** Opening INFORMATION PROVIDED block **

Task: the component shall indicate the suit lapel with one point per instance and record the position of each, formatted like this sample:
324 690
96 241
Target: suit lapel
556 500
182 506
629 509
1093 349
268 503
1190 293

** Closing INFORMATION PROVIDED block **

▸ PROMPT
The entries above need to be transcribed with no differences at all.

▸ EXERCISE ANSWER
Task: the component shall indicate the suit lapel with one point per instance and record the position of each, formatted like this sample:
324 690
96 241
Target: suit lapel
556 500
182 506
629 509
1093 349
268 503
1190 293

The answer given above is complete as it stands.